> **Consigna 1**
Transcribe sin cambios un fragmento de la columna sobre feminismo y maternidad: empieza en las palabras "Así, la maternidad" y termina después de "mayor inestabilidad social.".
> **Consigna 2**
Prolonga la columna sobre feminismo y maternidad a partir de su última oración.

> **Texto de lectura**
Columna publicada el viernes 10 de mayo de 2024 por El Mercurio.

El feminismo tiene una deuda pendiente con la maternidad. Con o sin intención, al identificar en esa experiencia una de las principales causas de la exclusión de la mujer, el movimiento terminó, en el mejor de los casos, reduciendo la maternidad a un asunto privado que solo a ellas compete resolver; y, en el peor, convirtiéndola en el símbolo paradigmático de la “dominación patriarcal”.

Así, la maternidad ha perdido progresivamente su protagonismo en el discurso y la praxis política de los grupos más influyentes al interior del feminismo contemporáneo, con consecuencias que aún no han sido suficientemente advertidas. Ese es uno de los argumentos centrales del libro de la escritora británica Mary Harrington, “Feminismo contra el progreso”, recientemente traducido al español, y que nos parece indispensable abordar.

Es innegable que gran parte de los desafíos que enfrentan las mujeres en diversos ámbitos de su vida están relacionados con su condición de madres: el cuidado cotidiano, la crianza, la carga económica que conlleva y la conciliación entre la vida laboral, familiar y el descanso. Esto ocurre en un escenario con cada vez menos redes de apoyo, una baja corresponsabilidad masculina y una mayor inestabilidad social.

Registros guardados:
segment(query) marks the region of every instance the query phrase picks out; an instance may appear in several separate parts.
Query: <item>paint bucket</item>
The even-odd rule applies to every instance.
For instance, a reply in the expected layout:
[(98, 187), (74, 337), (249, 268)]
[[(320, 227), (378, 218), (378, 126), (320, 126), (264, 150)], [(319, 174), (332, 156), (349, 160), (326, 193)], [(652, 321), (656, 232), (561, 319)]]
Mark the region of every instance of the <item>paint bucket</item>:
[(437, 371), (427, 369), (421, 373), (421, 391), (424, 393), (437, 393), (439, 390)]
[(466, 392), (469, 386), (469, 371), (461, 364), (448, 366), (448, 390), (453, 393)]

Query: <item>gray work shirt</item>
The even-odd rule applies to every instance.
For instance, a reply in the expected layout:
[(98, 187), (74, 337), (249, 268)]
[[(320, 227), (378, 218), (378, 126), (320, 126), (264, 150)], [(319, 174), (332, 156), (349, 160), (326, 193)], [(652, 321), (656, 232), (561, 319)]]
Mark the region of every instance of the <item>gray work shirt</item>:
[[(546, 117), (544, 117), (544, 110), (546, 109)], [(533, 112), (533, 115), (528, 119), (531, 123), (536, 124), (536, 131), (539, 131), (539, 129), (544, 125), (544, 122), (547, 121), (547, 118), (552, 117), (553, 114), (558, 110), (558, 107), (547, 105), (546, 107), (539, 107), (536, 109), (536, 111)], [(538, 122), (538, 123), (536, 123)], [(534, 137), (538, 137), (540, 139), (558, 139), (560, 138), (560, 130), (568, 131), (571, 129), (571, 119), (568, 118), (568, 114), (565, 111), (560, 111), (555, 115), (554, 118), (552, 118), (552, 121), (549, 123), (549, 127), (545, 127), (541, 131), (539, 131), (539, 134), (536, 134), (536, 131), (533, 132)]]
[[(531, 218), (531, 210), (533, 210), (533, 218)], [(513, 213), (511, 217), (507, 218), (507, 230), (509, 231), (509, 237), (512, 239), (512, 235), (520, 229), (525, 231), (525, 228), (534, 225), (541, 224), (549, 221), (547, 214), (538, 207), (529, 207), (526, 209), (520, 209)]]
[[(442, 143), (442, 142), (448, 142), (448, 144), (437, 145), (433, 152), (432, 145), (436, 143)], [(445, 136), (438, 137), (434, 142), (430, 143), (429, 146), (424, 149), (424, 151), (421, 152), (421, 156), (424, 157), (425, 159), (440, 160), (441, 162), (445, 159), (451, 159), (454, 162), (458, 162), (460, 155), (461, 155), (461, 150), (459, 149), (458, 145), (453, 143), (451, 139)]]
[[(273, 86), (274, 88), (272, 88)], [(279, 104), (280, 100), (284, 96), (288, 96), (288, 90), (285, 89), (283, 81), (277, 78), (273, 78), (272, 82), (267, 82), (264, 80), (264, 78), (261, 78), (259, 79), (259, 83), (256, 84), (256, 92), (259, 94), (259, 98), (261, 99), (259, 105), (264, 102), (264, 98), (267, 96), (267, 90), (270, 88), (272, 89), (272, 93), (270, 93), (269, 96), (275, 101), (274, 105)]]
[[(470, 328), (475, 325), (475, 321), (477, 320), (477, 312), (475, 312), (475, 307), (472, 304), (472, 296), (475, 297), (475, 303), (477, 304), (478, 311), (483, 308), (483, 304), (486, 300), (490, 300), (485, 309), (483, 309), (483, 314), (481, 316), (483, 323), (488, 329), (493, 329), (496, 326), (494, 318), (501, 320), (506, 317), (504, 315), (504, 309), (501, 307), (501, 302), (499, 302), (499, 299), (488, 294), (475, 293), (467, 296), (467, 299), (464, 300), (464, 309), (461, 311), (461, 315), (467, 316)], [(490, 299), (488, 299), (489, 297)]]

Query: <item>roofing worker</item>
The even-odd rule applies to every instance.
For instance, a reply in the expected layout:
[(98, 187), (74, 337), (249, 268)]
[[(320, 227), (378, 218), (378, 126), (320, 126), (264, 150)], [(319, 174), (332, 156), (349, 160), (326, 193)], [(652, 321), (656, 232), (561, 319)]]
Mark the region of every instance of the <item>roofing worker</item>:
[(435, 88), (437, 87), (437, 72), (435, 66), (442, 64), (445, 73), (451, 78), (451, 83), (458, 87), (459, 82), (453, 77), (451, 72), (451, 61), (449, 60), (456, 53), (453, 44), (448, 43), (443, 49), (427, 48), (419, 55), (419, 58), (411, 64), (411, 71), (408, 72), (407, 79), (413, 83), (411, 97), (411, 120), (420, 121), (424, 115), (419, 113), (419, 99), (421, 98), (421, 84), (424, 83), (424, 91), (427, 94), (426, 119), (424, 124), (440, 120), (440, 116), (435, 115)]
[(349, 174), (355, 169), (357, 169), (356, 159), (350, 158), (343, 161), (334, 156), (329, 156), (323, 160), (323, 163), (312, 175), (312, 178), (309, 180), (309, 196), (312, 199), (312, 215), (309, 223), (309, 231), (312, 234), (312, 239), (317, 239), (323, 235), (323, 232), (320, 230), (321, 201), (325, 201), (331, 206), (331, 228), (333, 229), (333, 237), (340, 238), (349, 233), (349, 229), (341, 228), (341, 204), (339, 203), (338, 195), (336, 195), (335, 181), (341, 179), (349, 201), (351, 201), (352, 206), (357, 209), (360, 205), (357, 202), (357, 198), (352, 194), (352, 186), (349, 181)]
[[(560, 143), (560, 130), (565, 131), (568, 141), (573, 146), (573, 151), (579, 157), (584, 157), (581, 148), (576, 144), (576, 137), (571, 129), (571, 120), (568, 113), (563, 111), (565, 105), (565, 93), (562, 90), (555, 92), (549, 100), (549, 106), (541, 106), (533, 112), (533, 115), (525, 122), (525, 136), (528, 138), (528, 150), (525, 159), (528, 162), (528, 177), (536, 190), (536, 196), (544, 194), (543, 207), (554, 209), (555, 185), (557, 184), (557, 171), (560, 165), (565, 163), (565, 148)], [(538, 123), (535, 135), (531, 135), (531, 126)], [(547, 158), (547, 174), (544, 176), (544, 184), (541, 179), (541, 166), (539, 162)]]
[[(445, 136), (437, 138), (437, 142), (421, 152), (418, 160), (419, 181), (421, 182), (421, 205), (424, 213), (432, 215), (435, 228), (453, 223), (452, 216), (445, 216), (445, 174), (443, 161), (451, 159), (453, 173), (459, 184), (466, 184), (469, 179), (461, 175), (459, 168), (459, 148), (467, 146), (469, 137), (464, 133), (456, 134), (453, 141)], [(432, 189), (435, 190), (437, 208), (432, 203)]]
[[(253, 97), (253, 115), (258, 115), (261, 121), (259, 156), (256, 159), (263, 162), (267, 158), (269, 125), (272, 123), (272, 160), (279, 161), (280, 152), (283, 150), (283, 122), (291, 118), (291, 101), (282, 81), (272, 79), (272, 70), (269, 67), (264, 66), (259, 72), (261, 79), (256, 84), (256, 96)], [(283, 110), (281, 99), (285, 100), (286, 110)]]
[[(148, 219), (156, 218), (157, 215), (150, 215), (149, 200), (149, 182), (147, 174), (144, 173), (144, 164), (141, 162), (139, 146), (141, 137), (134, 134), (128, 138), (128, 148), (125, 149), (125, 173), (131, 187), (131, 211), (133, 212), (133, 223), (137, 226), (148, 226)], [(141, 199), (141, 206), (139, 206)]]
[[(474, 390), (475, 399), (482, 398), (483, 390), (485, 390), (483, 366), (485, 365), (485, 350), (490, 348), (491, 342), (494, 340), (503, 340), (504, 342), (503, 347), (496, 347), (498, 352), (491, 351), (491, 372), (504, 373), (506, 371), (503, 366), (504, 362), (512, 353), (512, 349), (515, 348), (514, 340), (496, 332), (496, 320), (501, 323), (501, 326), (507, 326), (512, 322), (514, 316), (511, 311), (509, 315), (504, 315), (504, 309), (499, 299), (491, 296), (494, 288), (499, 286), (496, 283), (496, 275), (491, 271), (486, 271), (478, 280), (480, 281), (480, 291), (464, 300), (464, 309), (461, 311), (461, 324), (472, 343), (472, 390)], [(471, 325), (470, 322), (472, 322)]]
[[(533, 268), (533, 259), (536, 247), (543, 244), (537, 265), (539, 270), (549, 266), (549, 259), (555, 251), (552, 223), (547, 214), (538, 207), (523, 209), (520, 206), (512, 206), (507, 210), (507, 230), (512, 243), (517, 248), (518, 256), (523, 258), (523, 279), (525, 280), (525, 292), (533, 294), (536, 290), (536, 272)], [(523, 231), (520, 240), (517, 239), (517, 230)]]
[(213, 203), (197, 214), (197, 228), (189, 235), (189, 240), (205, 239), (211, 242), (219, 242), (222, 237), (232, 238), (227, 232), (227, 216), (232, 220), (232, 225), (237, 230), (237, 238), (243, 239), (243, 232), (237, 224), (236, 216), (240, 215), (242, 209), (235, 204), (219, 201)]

> **Espacio de respuesta 1**
Así, la maternidad ha perdido progresivamente su protagonismo en el discurso y la praxis política de los grupos más influyentes al interior del feminismo contemporáneo, con consecuencias que aún no han sido suficientemente advertidas. Ese es uno de los argumentos centrales del libro de la escritora británica Mary Harrington, “Feminismo contra el progreso”, recientemente traducido al español, y que nos parece indispensable abordar.

Es innegable que gran parte de los desafíos que enfrentan las mujeres en diversos ámbitos de su vida están relacionados con su condición de madres: el cuidado cotidiano, la crianza, la carga económica que conlleva y la conciliación entre la vida laboral, familiar y el descanso. Esto ocurre en un escenario con cada vez menos redes de apoyo, una baja corresponsabilidad masculina y una mayor inestabilidad social.

> **Espacio de respuesta 2**
Muchas mujeres viven así la maternidad en absoluta soledad. Sin embargo, con la excepción de voces puntuales, pareciera que no hay allí una bandera relevante. La referencia a la maternidad es solo lateral, pero no el eje estructurante de una política feminista; todo apunta a comprenderla como un asunto privado, donde involucrarse está al borde de la intrusión.

Y esta tragedia esconde una paradoja: por más individual que pueda ser la decisión de ser madre, cuesta encontrar otro hecho cuyas consecuencias tengan mayor impacto social. Se trata, en último término, del sostén y reproducción de la sociedad. Así, tenemos hoy bajísimas tasas de natalidad, cada vez más mujeres aplazando la decisión de ser madres, una creciente tercerización del cuidado de los hijos (cuyos efectos negativos empiezan de a poco a advertirse) y un mercado laboral que aspira a contar con ellas, pero con la expectativa de que esa dimensión de sus vidas pase —en todo lo posible— desapercibida.

La decisión de ser madres se ha vuelto un acto casi heroico: lejos de asegurar que pueda ser una opción libre, le hemos ido sumando costos. Es cierto que se han abierto puertas en diversos ámbitos, pero sin considerar el hecho de que la mayor parte de las mujeres que esperan entrar por ellas siguen y seguirán siendo también madres. Madres que aspiran a serlo presentes y en plenitud.

Con dispar intensidad, y en distintas latitudes, el silencio del feminismo ha sido confrontado por una avanzada tradicionalista que, con la virtud de reconocer ese vacío, apela a devolver a la mujer al lugar del que nunca debió salir, a asociarla exclusivamente con su rol de madre, o a identificar su salida del hogar con la crisis que vive la familia o la relación entre los sexos. Por lo mismo, dicha avanzada no ofrece solución alguna, fuera de la vociferación, pues poco tiene que decir a las mujeres de hoy, donde la mayoría reconoce el valor de los espacios conquistados en el último siglo y medio.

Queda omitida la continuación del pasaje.